══ Dataset entries ══

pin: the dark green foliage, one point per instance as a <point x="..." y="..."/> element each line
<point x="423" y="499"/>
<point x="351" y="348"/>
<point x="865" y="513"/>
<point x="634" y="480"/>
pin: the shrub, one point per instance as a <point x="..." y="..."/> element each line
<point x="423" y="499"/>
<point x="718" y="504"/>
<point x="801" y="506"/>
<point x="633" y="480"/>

═══

In full and verbatim, repeat the records given above.

*Answer space*.
pin: the dark green foliage, one point per instance as a <point x="..." y="..."/> element each line
<point x="423" y="499"/>
<point x="351" y="348"/>
<point x="865" y="513"/>
<point x="634" y="480"/>
pin: the shrub, one point per instance as a <point x="..." y="..."/> element each line
<point x="423" y="499"/>
<point x="718" y="504"/>
<point x="801" y="506"/>
<point x="633" y="480"/>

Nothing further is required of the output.